## BEGIN
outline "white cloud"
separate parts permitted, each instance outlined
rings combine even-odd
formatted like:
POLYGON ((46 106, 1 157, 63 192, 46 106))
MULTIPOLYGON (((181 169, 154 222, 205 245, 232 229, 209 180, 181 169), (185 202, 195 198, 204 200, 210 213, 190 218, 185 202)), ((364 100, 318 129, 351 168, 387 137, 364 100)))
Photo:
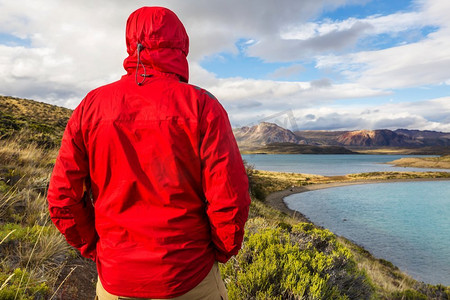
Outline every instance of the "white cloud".
POLYGON ((450 97, 379 106, 329 106, 294 111, 302 130, 417 129, 450 132, 450 97))
POLYGON ((128 15, 141 5, 162 5, 179 15, 190 35, 191 82, 214 93, 235 123, 292 109, 299 116, 308 115, 301 124, 311 128, 381 126, 396 120, 405 126, 448 128, 448 117, 440 117, 448 110, 437 109, 437 103, 447 107, 446 98, 426 102, 420 110, 414 110, 418 104, 405 104, 403 114, 384 107, 375 112, 370 106, 354 111, 338 106, 340 100, 383 97, 399 88, 450 81, 449 1, 421 0, 412 12, 387 16, 311 21, 323 11, 365 2, 368 0, 155 0, 138 5, 119 0, 0 0, 0 33, 30 44, 0 44, 0 94, 75 107, 89 90, 124 73, 128 15), (401 34, 429 25, 438 30, 415 43, 344 52, 367 36, 401 34), (247 41, 248 55, 292 65, 267 77, 276 80, 219 79, 200 66, 207 56, 237 53, 238 39, 247 41), (301 72, 305 58, 317 61, 316 78, 312 76, 309 82, 280 80, 301 72), (325 69, 337 72, 339 82, 328 79, 335 73, 323 76, 325 69), (362 115, 364 110, 371 113, 362 115))

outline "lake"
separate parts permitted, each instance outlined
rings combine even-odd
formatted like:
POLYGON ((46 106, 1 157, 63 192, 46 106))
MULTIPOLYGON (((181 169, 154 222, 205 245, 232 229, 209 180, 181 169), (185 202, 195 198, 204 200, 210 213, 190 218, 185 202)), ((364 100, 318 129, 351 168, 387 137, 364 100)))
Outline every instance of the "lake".
POLYGON ((450 285, 450 181, 343 186, 285 202, 413 278, 450 285))
MULTIPOLYGON (((426 155, 422 155, 426 156, 426 155)), ((430 156, 430 155, 428 155, 430 156)), ((242 158, 255 169, 278 172, 317 174, 324 176, 365 172, 406 171, 450 171, 394 167, 387 162, 408 155, 363 155, 363 154, 244 154, 242 158)), ((421 157, 413 155, 411 157, 421 157)))

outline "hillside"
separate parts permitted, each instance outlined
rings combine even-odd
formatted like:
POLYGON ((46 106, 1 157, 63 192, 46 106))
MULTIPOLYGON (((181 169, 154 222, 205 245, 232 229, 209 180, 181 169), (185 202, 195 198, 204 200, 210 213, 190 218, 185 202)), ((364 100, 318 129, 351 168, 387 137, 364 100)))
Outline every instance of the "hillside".
MULTIPOLYGON (((42 128, 48 129, 44 133, 52 141, 60 137, 70 110, 12 98, 2 98, 1 104, 0 122, 6 124, 7 134, 0 139, 0 299, 93 299, 95 264, 66 243, 47 211, 46 189, 58 147, 30 139, 31 133, 42 133, 42 128), (42 119, 37 113, 33 116, 33 111, 42 119), (15 129, 14 124, 20 127, 15 129)), ((371 176, 443 177, 447 173, 332 178, 261 172, 249 166, 247 171, 252 205, 243 248, 221 265, 230 299, 450 297, 447 287, 418 283, 389 262, 373 258, 328 230, 272 208, 266 200, 267 195, 293 186, 367 180, 371 176)))
POLYGON ((42 102, 0 96, 0 139, 21 132, 23 142, 59 145, 72 110, 42 102))
POLYGON ((268 122, 262 122, 251 127, 234 128, 233 133, 241 150, 272 143, 304 143, 292 131, 268 122))
POLYGON ((339 146, 313 146, 293 143, 272 143, 251 150, 241 151, 242 154, 352 154, 355 153, 339 146))
POLYGON ((334 145, 358 148, 407 148, 441 151, 450 145, 450 133, 421 130, 355 130, 355 131, 296 131, 309 145, 334 145))
POLYGON ((233 129, 242 153, 266 154, 349 154, 342 146, 309 144, 303 137, 276 124, 261 122, 233 129))

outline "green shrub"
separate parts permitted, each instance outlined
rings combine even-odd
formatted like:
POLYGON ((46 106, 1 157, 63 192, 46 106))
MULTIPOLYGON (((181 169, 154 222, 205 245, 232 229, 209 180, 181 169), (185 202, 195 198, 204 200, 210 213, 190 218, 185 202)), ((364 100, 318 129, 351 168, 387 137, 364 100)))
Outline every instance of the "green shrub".
POLYGON ((0 287, 2 300, 47 299, 50 293, 45 282, 39 282, 22 269, 15 269, 11 274, 0 270, 0 287))
POLYGON ((427 296, 424 294, 414 291, 414 290, 406 290, 403 292, 395 292, 392 294, 393 300, 426 300, 427 296))
POLYGON ((8 239, 4 243, 26 241, 27 243, 34 244, 38 240, 41 231, 41 234, 46 235, 50 230, 52 230, 50 226, 22 226, 20 224, 6 223, 0 226, 0 240, 9 234, 8 239))
POLYGON ((350 252, 331 232, 307 223, 292 226, 291 232, 266 228, 246 234, 240 253, 221 269, 230 299, 365 299, 372 294, 350 252))

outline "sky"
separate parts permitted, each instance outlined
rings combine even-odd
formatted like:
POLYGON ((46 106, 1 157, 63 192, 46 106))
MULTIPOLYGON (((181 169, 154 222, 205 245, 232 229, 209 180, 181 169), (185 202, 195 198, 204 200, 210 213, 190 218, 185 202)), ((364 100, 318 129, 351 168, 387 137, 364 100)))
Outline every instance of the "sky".
POLYGON ((75 108, 125 74, 141 6, 179 16, 233 127, 450 132, 448 0, 0 0, 0 95, 75 108))

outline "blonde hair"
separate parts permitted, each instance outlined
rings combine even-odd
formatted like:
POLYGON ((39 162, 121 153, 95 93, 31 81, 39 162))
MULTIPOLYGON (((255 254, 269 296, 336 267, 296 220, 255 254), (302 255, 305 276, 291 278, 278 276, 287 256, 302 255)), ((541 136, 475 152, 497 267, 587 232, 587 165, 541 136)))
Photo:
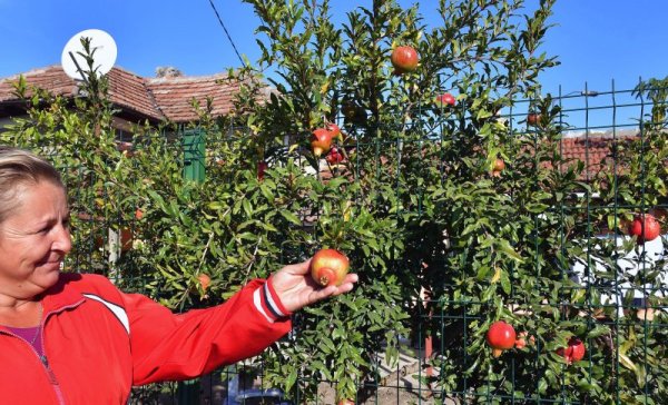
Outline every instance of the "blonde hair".
POLYGON ((0 223, 17 207, 20 187, 42 180, 65 189, 60 174, 50 162, 28 150, 0 146, 0 223))

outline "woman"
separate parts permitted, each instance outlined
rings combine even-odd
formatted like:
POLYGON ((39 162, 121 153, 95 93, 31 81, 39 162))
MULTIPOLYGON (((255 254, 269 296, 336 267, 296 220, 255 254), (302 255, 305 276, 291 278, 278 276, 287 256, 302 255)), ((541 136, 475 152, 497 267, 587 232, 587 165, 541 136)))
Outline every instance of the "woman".
POLYGON ((193 378, 254 356, 289 315, 350 292, 316 289, 308 261, 253 280, 225 304, 171 314, 106 277, 61 274, 71 249, 58 171, 0 147, 0 402, 126 404, 132 385, 193 378))

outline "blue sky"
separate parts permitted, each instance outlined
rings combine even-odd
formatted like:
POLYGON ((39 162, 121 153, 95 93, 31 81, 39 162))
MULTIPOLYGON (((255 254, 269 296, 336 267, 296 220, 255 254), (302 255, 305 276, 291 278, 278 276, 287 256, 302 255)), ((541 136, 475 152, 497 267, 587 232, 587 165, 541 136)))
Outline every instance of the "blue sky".
MULTIPOLYGON (((538 0, 528 0, 528 7, 538 0)), ((401 0, 402 4, 412 3, 401 0)), ((254 61, 257 27, 250 6, 214 0, 239 52, 254 61)), ((332 0, 335 10, 371 0, 332 0)), ((429 14, 436 0, 421 1, 429 14)), ((668 76, 666 0, 558 0, 543 46, 561 65, 541 76, 546 91, 632 88, 639 77, 668 76)), ((68 39, 85 29, 109 32, 117 66, 140 76, 174 66, 188 76, 212 75, 239 61, 209 0, 0 0, 0 77, 60 62, 68 39)))

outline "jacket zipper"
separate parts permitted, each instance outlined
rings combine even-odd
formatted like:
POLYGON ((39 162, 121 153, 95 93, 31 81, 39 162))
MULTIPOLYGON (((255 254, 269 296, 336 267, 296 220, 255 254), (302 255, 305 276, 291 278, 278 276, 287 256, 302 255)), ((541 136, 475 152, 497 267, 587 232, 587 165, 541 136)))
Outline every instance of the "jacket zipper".
POLYGON ((13 336, 19 340, 23 340, 29 347, 30 350, 32 350, 32 353, 35 354, 35 357, 37 357, 37 359, 39 360, 39 363, 42 365, 42 368, 45 369, 45 372, 47 373, 47 378, 49 379, 49 383, 51 383, 51 387, 55 391, 56 397, 58 398, 58 403, 60 405, 65 405, 65 398, 62 397, 62 392, 60 391, 60 385, 58 384, 58 379, 56 378, 56 375, 53 374, 53 371, 51 371, 51 368, 49 367, 49 362, 47 360, 47 355, 46 355, 46 350, 45 350, 45 334, 43 334, 43 323, 40 325, 40 338, 42 339, 42 352, 45 352, 43 356, 40 356, 39 353, 37 353, 37 350, 35 349, 35 347, 32 347, 32 345, 26 340, 24 338, 22 338, 19 335, 16 335, 11 332, 6 332, 2 330, 3 334, 7 334, 9 336, 13 336))
MULTIPOLYGON (((56 396, 58 397, 58 403, 60 405, 66 405, 65 396, 62 395, 62 389, 60 389, 60 384, 58 383, 58 378, 56 378, 56 374, 53 374, 53 371, 51 369, 51 367, 49 367, 49 357, 47 356, 47 340, 45 340, 45 325, 47 324, 47 319, 49 318, 49 316, 51 316, 52 314, 62 312, 65 309, 75 308, 75 307, 79 306, 81 303, 84 303, 84 299, 80 299, 79 302, 77 302, 75 304, 71 304, 71 305, 68 305, 65 307, 60 307, 60 308, 58 308, 58 310, 48 312, 45 315, 45 317, 40 320, 39 333, 41 335, 40 338, 41 338, 41 344, 42 344, 42 354, 43 354, 42 356, 40 356, 37 353, 35 347, 32 347, 32 345, 30 345, 30 348, 32 349, 35 355, 39 357, 39 362, 45 367, 45 371, 47 372, 49 381, 51 382, 51 387, 53 387, 53 391, 56 392, 56 396)), ((26 342, 26 343, 28 343, 28 342, 26 342)))

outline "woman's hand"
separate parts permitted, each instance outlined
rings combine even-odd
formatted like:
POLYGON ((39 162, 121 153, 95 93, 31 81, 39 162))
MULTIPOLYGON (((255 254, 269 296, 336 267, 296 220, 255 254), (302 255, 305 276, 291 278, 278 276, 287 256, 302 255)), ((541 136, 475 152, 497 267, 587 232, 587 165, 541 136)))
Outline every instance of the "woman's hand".
POLYGON ((356 274, 347 274, 338 287, 321 287, 311 277, 311 259, 283 267, 272 276, 272 286, 285 309, 294 313, 321 299, 347 293, 357 283, 356 274))

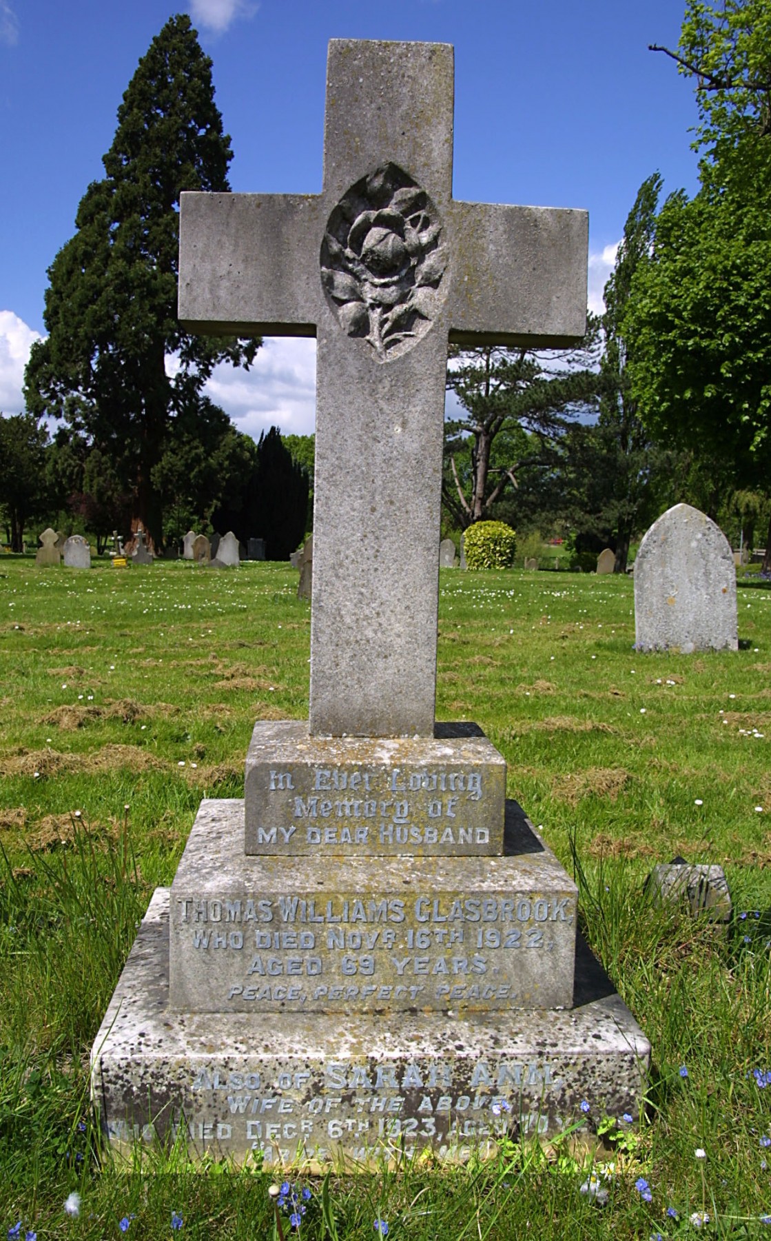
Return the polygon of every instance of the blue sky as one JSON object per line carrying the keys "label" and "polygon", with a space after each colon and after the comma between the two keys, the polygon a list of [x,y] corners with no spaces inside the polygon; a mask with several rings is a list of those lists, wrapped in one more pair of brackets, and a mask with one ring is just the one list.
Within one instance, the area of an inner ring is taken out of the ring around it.
{"label": "blue sky", "polygon": [[[46,268],[72,236],[139,58],[190,12],[231,134],[231,187],[319,192],[332,37],[455,45],[454,194],[585,207],[590,304],[641,181],[697,189],[693,86],[672,61],[684,0],[0,0],[0,411],[22,408]],[[211,392],[254,436],[312,431],[315,343],[270,340]]]}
## END
# Task prompt:
Reproduce word for word the records from their first line through the line containing "POLYGON ((128 15, 141", with that line included. Leave the pictures out of your copy.

# Output of the exercise:
outline "white cloud"
separate parts permitted, each instance outlined
rings combine even-odd
formatted like:
POLYGON ((46 106, 1 157, 63 192, 46 106))
MULTIPOLYGON (((181 169, 154 222, 205 245, 232 229, 209 180, 181 169), (185 202, 195 198, 204 200, 210 213, 190 218, 185 202)), ((364 100, 318 129, 351 168, 387 137, 364 100)))
Photo:
Outline every instance of the "white cloud".
POLYGON ((450 97, 379 106, 329 106, 294 111, 302 130, 417 129, 450 132, 450 97))
POLYGON ((128 15, 141 5, 162 5, 179 15, 190 35, 191 82, 214 93, 235 123, 292 109, 299 116, 308 115, 301 124, 311 128, 381 126, 396 120, 405 126, 448 128, 448 117, 440 117, 448 110, 437 109, 437 103, 447 107, 446 98, 426 102, 420 110, 414 110, 418 104, 405 104, 403 114, 384 107, 375 112, 370 106, 354 111, 338 106, 340 100, 383 97, 399 88, 450 81, 449 1, 421 0, 412 12, 387 16, 311 21, 323 11, 365 2, 368 0, 155 0, 138 5, 119 0, 0 0, 0 33, 30 44, 0 44, 0 94, 75 107, 89 90, 124 73, 128 15), (401 34, 429 25, 438 30, 415 43, 344 52, 367 36, 401 34), (247 41, 248 55, 292 65, 267 77, 276 80, 219 79, 200 66, 207 56, 237 53, 238 39, 247 41), (301 72, 305 58, 317 61, 316 78, 312 76, 309 82, 280 80, 301 72), (325 69, 337 72, 339 82, 328 79, 335 73, 323 76, 325 69), (362 115, 364 110, 371 113, 362 115))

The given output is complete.